Суть задания ▸ Воспроизведите строки материала, начиная со строки, где есть «trace the outline of goat's eye», и заканчивая строкой с «[[[220,104],[223,105],[225,104],[225,101],[220,100]]]» включительно, заменив в них «holes» на «gaps». Всё прочее оставьте без изменений.
----------
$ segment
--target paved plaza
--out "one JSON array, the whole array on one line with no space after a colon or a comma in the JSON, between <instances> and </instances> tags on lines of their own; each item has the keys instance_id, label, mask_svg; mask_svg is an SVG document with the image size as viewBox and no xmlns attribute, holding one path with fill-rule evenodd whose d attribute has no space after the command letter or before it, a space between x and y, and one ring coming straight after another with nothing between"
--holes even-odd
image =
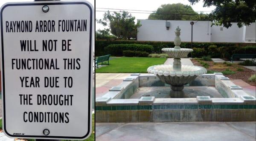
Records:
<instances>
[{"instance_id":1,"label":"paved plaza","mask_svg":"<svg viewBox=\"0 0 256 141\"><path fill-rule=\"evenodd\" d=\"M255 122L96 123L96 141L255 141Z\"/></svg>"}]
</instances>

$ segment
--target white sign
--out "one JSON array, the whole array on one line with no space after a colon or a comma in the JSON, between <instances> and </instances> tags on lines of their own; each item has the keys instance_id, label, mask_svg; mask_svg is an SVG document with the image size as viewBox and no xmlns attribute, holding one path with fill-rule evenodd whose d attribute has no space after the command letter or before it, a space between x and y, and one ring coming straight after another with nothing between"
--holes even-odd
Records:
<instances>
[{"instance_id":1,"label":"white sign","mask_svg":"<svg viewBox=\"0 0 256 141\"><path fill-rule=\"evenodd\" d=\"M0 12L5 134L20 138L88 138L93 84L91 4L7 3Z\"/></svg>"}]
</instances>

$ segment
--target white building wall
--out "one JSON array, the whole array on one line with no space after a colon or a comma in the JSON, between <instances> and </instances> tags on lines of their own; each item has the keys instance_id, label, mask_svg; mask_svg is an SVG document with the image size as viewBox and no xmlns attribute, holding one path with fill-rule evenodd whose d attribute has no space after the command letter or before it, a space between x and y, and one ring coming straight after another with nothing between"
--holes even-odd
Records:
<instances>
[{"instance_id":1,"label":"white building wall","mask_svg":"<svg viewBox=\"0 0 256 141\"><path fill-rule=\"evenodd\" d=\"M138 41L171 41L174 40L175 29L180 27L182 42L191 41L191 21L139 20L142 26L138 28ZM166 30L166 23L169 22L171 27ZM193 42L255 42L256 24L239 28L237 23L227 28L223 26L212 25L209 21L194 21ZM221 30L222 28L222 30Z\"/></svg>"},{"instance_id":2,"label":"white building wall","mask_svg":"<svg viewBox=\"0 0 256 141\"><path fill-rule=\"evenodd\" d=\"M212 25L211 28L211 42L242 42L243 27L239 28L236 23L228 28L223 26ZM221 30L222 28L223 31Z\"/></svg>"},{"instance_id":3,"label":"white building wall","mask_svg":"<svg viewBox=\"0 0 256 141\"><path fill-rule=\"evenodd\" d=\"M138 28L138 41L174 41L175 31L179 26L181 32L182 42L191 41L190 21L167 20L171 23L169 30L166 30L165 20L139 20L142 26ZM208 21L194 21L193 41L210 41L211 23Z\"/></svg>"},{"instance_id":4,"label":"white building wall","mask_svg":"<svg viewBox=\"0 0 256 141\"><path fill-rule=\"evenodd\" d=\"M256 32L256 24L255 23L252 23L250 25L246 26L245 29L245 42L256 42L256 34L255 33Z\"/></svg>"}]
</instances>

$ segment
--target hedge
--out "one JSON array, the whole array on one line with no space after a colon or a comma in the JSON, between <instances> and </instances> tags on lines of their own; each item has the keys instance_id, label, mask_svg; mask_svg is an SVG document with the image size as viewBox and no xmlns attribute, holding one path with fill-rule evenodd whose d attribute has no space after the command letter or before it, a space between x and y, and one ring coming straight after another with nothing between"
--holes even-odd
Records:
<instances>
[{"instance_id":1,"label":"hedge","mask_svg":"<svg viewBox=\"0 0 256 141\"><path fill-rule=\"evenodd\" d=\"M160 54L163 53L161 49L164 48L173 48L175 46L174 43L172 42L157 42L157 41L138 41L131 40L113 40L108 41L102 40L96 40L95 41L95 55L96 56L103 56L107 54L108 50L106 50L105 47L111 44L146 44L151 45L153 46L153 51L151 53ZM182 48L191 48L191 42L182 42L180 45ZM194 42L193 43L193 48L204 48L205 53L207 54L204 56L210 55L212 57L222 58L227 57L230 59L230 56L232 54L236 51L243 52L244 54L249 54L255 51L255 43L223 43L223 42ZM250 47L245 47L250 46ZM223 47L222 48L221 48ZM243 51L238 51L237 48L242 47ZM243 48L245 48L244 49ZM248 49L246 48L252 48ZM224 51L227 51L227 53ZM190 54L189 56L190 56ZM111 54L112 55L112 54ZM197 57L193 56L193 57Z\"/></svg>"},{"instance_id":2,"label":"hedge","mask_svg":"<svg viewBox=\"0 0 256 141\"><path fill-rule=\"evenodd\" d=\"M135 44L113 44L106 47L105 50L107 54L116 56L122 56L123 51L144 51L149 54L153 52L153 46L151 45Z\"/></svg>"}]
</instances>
----------
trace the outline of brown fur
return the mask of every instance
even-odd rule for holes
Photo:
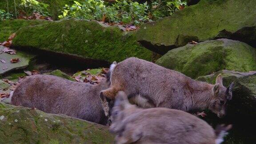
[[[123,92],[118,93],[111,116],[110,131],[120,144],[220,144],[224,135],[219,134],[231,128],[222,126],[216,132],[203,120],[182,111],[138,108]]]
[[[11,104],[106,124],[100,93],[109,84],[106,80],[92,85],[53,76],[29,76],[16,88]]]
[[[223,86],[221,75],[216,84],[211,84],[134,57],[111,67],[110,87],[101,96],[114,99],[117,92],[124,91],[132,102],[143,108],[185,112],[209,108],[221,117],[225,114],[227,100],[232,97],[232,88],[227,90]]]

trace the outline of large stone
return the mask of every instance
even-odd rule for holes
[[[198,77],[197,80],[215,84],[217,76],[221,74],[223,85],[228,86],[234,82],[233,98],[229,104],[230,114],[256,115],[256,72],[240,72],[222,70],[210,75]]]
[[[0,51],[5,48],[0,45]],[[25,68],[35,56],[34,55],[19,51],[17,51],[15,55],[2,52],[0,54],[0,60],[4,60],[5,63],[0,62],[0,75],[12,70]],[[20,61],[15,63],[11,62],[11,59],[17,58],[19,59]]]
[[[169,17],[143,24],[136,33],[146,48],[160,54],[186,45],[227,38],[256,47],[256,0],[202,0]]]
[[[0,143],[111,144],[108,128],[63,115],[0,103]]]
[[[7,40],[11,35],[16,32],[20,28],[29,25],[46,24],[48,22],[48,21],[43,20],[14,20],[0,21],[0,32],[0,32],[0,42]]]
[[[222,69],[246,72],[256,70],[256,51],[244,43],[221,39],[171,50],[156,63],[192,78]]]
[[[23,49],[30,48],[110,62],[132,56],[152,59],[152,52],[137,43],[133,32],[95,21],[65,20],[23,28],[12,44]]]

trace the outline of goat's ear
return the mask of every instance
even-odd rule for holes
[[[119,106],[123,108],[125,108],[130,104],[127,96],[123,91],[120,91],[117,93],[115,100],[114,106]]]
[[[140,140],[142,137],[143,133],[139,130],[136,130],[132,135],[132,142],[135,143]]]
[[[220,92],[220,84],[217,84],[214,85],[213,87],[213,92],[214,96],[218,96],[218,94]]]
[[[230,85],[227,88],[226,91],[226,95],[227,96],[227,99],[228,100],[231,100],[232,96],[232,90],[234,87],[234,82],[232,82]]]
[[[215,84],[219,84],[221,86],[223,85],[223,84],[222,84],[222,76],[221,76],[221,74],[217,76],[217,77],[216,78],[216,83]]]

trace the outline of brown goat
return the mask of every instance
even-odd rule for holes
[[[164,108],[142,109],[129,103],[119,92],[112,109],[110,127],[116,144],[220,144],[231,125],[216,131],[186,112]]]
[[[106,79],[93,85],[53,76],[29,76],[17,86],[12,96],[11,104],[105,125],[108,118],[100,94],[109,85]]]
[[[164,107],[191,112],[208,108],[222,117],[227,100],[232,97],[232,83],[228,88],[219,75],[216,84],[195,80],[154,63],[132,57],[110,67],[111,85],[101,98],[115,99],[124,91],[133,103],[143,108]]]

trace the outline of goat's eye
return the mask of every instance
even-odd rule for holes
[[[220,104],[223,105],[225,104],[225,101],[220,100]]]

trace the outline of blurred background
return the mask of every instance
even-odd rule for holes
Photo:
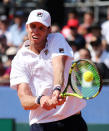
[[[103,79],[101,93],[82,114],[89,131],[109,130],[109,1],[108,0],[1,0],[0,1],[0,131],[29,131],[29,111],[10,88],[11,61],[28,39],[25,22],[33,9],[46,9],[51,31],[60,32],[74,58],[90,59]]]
----------
Результат ▸
trace the outline of goat's eye
return the mask of every instance
even-odd rule for gaps
[[[220,104],[223,105],[225,104],[225,101],[220,100]]]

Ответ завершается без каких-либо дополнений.